PASSAGE SHOWN >>
If the mixing diameter is larger does the wear timing factor change? If so what would be your best guesstimate of components lifetime?
Gabriel Mecklenburg on Jun 24, 2013
Hey,
The life-time is based on fatigue of the material resulting in changes in elastic properties as well as plastic deformation. The exact time will depend on materials choice (fatigue resistance varies quite a lot between spring steels) and flow parameters. The 10h time-scale is meant mainly as an order-of-magnitude estimate and to emphasize that the device can only ever be used for limited periods of time, rather than built into a permanent structure.
Huanming Xia (Inventor) on Jun 24, 2013
Scaling-up of the component may not affect its lifetime. The diaphragm lifetime is more influenced by the applied pressure which can vary from 10^4 ~10^6 Pa, or even higher. The lower the pressure (or the smaller oscillation amplitude), the longer the lifetime of the vibrating diaprhagm.

GIVEN RECORDS >>
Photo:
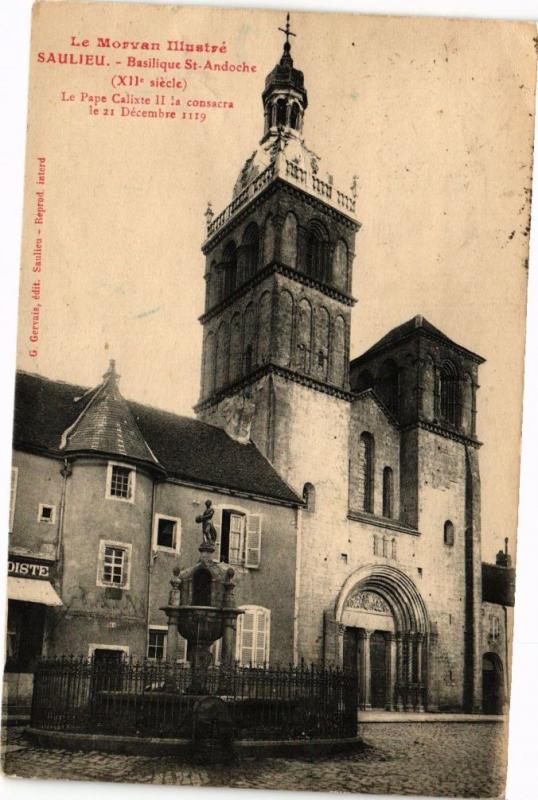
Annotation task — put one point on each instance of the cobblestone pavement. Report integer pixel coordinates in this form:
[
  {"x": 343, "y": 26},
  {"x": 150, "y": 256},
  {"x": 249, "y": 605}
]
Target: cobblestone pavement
[{"x": 440, "y": 759}]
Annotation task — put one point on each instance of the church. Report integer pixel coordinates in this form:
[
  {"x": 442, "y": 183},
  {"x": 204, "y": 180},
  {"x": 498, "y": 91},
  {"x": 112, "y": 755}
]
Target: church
[{"x": 346, "y": 491}]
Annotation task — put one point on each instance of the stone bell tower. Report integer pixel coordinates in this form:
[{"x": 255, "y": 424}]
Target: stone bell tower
[{"x": 278, "y": 291}]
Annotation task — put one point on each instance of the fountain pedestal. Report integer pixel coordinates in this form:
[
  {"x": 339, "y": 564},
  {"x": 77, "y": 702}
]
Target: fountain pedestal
[{"x": 202, "y": 609}]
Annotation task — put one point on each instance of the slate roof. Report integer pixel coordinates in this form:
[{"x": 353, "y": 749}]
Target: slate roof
[
  {"x": 106, "y": 425},
  {"x": 417, "y": 323},
  {"x": 186, "y": 448}
]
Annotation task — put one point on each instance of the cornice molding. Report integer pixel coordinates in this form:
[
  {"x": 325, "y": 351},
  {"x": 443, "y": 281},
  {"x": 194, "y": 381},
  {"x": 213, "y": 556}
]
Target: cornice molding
[
  {"x": 277, "y": 183},
  {"x": 381, "y": 522},
  {"x": 273, "y": 369},
  {"x": 446, "y": 433},
  {"x": 276, "y": 268}
]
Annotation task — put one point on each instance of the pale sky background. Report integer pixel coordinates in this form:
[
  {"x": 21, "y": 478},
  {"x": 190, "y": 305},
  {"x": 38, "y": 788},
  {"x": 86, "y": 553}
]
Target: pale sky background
[
  {"x": 13, "y": 89},
  {"x": 433, "y": 116}
]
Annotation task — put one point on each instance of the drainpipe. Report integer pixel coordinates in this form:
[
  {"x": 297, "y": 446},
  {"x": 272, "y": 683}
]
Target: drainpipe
[
  {"x": 506, "y": 660},
  {"x": 65, "y": 472},
  {"x": 152, "y": 555},
  {"x": 298, "y": 558}
]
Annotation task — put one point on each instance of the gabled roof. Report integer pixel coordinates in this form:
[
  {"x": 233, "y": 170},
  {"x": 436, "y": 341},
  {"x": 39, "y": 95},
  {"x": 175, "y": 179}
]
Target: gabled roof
[
  {"x": 186, "y": 448},
  {"x": 420, "y": 324}
]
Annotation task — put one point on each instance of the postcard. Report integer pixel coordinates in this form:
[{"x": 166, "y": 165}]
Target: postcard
[{"x": 268, "y": 399}]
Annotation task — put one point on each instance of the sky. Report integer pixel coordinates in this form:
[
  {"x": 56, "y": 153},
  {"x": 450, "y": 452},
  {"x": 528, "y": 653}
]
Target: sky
[{"x": 433, "y": 118}]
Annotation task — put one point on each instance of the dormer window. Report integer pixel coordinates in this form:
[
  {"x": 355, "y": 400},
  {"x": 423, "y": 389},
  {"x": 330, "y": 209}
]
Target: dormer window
[
  {"x": 46, "y": 513},
  {"x": 120, "y": 483}
]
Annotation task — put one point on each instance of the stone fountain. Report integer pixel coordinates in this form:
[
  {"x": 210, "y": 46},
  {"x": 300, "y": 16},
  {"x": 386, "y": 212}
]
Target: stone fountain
[{"x": 201, "y": 607}]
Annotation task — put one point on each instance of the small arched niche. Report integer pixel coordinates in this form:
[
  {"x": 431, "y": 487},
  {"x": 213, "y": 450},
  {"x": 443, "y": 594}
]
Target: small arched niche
[{"x": 201, "y": 588}]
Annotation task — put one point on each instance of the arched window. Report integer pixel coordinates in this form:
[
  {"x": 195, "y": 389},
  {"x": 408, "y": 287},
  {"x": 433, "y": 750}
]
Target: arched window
[
  {"x": 388, "y": 492},
  {"x": 317, "y": 252},
  {"x": 448, "y": 534},
  {"x": 448, "y": 390},
  {"x": 288, "y": 247},
  {"x": 366, "y": 458},
  {"x": 248, "y": 358},
  {"x": 340, "y": 265},
  {"x": 251, "y": 249},
  {"x": 281, "y": 112},
  {"x": 229, "y": 258},
  {"x": 389, "y": 385},
  {"x": 309, "y": 496},
  {"x": 294, "y": 116}
]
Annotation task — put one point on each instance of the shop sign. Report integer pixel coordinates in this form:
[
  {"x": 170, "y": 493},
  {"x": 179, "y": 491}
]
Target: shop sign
[{"x": 26, "y": 567}]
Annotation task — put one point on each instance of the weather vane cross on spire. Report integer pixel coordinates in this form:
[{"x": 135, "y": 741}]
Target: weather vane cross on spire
[{"x": 287, "y": 30}]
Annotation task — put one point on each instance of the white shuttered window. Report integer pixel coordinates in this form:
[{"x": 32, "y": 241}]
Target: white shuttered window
[
  {"x": 253, "y": 636},
  {"x": 13, "y": 496},
  {"x": 239, "y": 537},
  {"x": 253, "y": 544}
]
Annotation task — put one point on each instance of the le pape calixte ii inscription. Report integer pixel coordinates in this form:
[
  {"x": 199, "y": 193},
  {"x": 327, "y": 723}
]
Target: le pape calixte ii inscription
[{"x": 141, "y": 79}]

REQUIREMENT >> Reproduce the full discussion of component lifetime word for word. None of the items is needed here.

REPLY >>
If the mixing diameter is larger does the wear timing factor change? If so what would be your best guesstimate of components lifetime?
Gabriel Mecklenburg on Jun 24, 2013
Hey,
The life-time is based on fatigue of the material resulting in changes in elastic properties as well as plastic deformation. The exact time will depend on materials choice (fatigue resistance varies quite a lot between spring steels) and flow parameters. The 10h time-scale is meant mainly as an order-of-magnitude estimate and to emphasize that the device can only ever be used for limited periods of time, rather than built into a permanent structure.
Huanming Xia (Inventor) on Jun 24, 2013
Scaling-up of the component may not affect its lifetime. The diaphragm lifetime is more influenced by the applied pressure which can vary from 10^4 ~10^6 Pa, or even higher. The lower the pressure (or the smaller oscillation amplitude), the longer the lifetime of the vibrating diaprhagm.